● **Exercise task 1**
Move the lines of the listing below into your reply. Begin at the line that contains "Place a marker on the windshield", stop after the last line of the listing, add 102 to every x and y coordinate value, and keep all other wording unchanged.

Book Review: Sea Salt: Poems of a Decade, 2004-2014 by David Mason

 photo 5fa0bad3-dc00-4304-8a22-1ba89fb3e676_zpsa53b96a0.jpg Sea Salt: Poems of a Decade, 2004-2014
Poems by David Mason
Red Hen Press, 2014
$18.95

On a breezy evening in early April, Colorado’s Poet Laureate David Mason gave a reading from his latest collection, Sea Salt: Poems of a Decade, at Boulder’s Innisfree Bookstore and Café. During a question and answer session after the reading, a member of the audience asked Mason what inspires his writing the most, he responded “So much stands between us and our experience of nature, and one of the reasons I write poems is to discover the texture of the world again.”

Sea Salt is a collection of work devoted to that rediscovery of nature. It’s a lyrical celebration of the earth’s dynamic textures: the crash of an ocean wave on the shore, the calming trickle of an alpine creek at night, that peculiar scent of fescue in the valleys or those gleaming, seductive eyes of a fox beneath the pines. Mason’s poems are earthy, and the best in this collection take the sea or river as their subject matter and setting. Several of the pieces in the volume are written in formal meter—iambic as the preferred metric—and the trapeze repetition is well-suited for Mason’s water motifs and rhythmic investigations. The poems we have in this collection are measured and mature (in both the formal and emotional sense); they are reflective and wise, and they give us a glimpse of a poet who is concerned with the earth and the lessons it has to teach us about living and dying.

In his expansive and beautifully composed sonnet, “Another Thing,” Mason invites us to join him on a trip beneath the sea, to explore the ocean’s dangerous tides and (if we’re lucky) to wash-up, changed but unbroken, upon the sweeping shore.

Like fossil shells embedded in a stone,
you are an absence, rimmed calligraphy,
a mouthing out of silence, a way to see
beyond the bedroom where you lie alone.
So why not be the vast, antipodal cloud
you soloed under, riven by cold gales?

● **Exercise task 2**
Write what follows next in the review of Sea Salt above, picking up after its last line.

● **Material to process**
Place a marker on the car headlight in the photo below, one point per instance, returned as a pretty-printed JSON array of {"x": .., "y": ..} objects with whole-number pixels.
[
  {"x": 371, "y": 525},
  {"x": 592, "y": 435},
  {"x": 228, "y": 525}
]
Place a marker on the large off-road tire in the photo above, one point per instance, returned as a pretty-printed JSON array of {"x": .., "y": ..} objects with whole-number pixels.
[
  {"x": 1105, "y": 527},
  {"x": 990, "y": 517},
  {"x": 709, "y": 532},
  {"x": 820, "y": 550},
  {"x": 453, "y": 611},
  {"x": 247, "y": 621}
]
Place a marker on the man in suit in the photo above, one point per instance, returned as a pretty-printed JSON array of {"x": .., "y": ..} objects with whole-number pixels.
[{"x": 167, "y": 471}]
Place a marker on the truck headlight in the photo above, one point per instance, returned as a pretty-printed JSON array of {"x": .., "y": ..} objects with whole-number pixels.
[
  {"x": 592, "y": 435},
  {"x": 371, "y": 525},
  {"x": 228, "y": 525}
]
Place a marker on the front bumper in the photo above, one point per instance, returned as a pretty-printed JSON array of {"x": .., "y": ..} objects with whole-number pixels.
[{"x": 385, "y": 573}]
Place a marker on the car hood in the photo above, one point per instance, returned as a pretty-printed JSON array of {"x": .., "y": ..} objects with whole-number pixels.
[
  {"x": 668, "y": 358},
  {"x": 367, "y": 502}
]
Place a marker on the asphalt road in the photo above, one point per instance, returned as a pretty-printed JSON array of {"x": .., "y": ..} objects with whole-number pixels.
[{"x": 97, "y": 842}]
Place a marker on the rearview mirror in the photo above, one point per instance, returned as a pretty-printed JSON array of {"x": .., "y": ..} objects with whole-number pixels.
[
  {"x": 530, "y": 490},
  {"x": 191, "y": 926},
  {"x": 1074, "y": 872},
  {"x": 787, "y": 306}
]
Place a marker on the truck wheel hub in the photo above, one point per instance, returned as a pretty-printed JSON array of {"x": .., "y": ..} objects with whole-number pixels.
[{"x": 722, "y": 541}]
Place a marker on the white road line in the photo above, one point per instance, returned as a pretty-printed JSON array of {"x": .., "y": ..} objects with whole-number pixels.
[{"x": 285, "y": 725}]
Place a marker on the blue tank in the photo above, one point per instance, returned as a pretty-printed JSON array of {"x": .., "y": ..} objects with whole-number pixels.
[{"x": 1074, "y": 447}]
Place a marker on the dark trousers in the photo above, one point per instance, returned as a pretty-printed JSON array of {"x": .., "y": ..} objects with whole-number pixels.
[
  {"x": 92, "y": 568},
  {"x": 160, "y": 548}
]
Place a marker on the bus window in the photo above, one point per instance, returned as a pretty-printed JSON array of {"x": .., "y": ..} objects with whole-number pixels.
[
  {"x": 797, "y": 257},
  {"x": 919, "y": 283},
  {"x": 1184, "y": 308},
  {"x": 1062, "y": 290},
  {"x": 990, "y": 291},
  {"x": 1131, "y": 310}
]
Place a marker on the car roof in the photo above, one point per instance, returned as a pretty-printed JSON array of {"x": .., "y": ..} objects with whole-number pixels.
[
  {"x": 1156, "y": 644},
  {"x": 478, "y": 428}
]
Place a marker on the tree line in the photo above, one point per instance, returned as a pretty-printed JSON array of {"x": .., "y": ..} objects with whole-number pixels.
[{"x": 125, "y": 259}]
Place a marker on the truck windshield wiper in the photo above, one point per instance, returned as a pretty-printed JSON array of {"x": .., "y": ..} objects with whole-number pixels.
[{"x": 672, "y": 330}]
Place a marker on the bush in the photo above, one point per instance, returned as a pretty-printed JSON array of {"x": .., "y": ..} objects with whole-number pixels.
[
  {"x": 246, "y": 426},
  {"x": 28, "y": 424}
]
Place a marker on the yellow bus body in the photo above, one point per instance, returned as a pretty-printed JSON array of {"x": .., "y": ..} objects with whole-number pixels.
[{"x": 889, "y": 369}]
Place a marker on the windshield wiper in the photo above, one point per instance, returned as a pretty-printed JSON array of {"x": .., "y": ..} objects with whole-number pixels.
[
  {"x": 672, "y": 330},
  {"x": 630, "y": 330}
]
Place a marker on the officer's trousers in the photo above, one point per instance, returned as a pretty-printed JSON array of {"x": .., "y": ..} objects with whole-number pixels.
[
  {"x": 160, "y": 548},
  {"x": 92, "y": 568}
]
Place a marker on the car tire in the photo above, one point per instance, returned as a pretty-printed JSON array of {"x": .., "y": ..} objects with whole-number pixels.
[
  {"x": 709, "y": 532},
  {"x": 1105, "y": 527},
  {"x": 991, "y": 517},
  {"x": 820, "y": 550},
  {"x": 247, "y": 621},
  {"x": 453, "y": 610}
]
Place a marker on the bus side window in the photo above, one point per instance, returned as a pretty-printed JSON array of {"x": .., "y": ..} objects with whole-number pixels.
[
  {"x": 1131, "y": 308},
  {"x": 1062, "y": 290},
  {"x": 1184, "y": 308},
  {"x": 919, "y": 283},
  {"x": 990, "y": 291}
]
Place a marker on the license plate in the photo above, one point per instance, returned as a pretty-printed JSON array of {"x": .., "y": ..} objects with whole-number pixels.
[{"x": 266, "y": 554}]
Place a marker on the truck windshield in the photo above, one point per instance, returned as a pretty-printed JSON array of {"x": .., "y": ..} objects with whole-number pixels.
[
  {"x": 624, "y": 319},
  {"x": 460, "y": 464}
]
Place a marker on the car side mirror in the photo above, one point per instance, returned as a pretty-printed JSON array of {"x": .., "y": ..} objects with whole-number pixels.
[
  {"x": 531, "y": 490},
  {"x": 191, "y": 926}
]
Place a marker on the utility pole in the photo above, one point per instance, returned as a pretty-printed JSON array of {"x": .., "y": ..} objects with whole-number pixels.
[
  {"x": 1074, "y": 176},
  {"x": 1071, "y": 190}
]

● **Exercise output 1**
Place a marker on the windshield wiper in the photo above, one point per instance, returned as a pretty-printed JSON array of {"x": .., "y": ..} objects with whole-number pixels.
[
  {"x": 774, "y": 432},
  {"x": 732, "y": 432}
]
Place a marker on the officer's trousers in the photo above, one point per instance, returned as a pretty-printed JSON array of {"x": .., "y": ..} objects with whole-number pixels.
[
  {"x": 262, "y": 650},
  {"x": 194, "y": 670}
]
Place a marker on the car tire in the photo above, one point per instance, returned as a pretty-printed JSON array of {"x": .., "y": ..} objects with whole-number pixels.
[
  {"x": 811, "y": 634},
  {"x": 1207, "y": 629},
  {"x": 1093, "y": 619},
  {"x": 922, "y": 652},
  {"x": 349, "y": 723},
  {"x": 555, "y": 712}
]
Place a marker on the bus side window in the photo above, one point per instance, returned as a pretty-printed JSON array of {"x": .., "y": ..} objects with whole-number pixels.
[
  {"x": 1233, "y": 410},
  {"x": 1164, "y": 392},
  {"x": 1286, "y": 410},
  {"x": 1021, "y": 385},
  {"x": 1092, "y": 393}
]
Place a marker on the license plate in the photo above, one point per instance, returned as a pretty-printed JSON array of {"x": .., "y": ..} objects with whole-number pixels.
[{"x": 368, "y": 656}]
Place a marker on the truck windshield in the photo above, one point per instance, returned as a pretty-printed JSON array of {"x": .., "y": ..} objects with whole-number pixels.
[
  {"x": 726, "y": 421},
  {"x": 562, "y": 566}
]
Place a marker on the car side mirror in the photo above, one point per instance, returned as a pretty-printed JSON array of {"x": .., "y": ..} objects with whole-number pixels.
[
  {"x": 633, "y": 592},
  {"x": 293, "y": 1028}
]
Place a marker on the utility pole in the photo above, one point per instance, returned as a pretty-printed JSON array of {"x": .., "y": ..} objects with whole-number pixels.
[
  {"x": 1176, "y": 278},
  {"x": 1173, "y": 292}
]

● **Exercise output 2**
And why not be the song of diving whales,
why not the plosive surf below the road?

The others are one thing. They know they are.
One compass needle. They have found their way
and navigate by perfect cynosure.
Go wreck yourself once more against the day
and wash up like a bottle on the shore,
lucidity and salt in all you say.

What I love about this piece is its call for renewal, and the way it invites us to transform our lives for the better, even if we must act in solitary (‘solo’), unconventional (‘antipodal’) and perhaps even radical ways. In these lines, the author’s voice is both firm and encouraging; it points to—or perhaps reinforces—a course of action that is known to us but might have been forgotten. It’s a call to adventure and bold decision-making, and it invokes the notion that the way toward a flourishing and creative life might require us to wade neck-deep into swift currents, to risk what we are now for what we might become. This poem serves as a reminder (an antipodal compass) to stick to the difficult path if it’s authentic, to not become complacent in living a muted or dull life shaped by the influence of others who cannot see the changing clouds above them.

In his longer poem “Let it Go,” Mason’s lyrical subject is the Earth, and he address it as though he were speaking to a friend or a close (though sometimes difficult) acquaintance. Here is an excerpt toward the end of the piece:

I’m shedding what I own, or trying to,
walking down the path of blooming dryad
and the pitch of pines, until I hear the stream
below me in the canyon, below the road,
below the traffic of ambition and denial,
the unclear water running to the sea,
the stream, dear Earth, between my love and me.

Like “Another Thing,” this poem calls to mind the ideas of navigation, paths, and water both upon and beneath the earth’s surface. Note the lines about the stream below the canyon and the road, its “unclear” and murky qualities. You’ll notice here the imagery that parallels two lines from the preceding poem: “And why not be the song of diving whales, / why not the plosive surf below the road?” Both poems are concerned not only with moving surface water, but also with the depths: the streams and plosive surf suggest the change and transformation that is inherent to all things liquid, while the diving whales lead us to think about psychological, subterranean currents that move the author’s life—along with his lover’s—and keep them grounded to and connected with the earth. There is also a sense here that water shapes and carves, that it leaves canyons and markings on everything it touches.

And in the poem, “River Days,” we are reminded again of the water’s powerful impression:

You stared into the canyoned years,
millions of them, where the water-saw
lowered the river bed so far
that we could only gape, our minds leaping.
We must mean what we say,

the way the gorge reveals its earliest foldings,
the way it waits for us to learn the ground
we walk upon, cousin to the cold and
distant planets, the way it watches us
by being seen and partly understood.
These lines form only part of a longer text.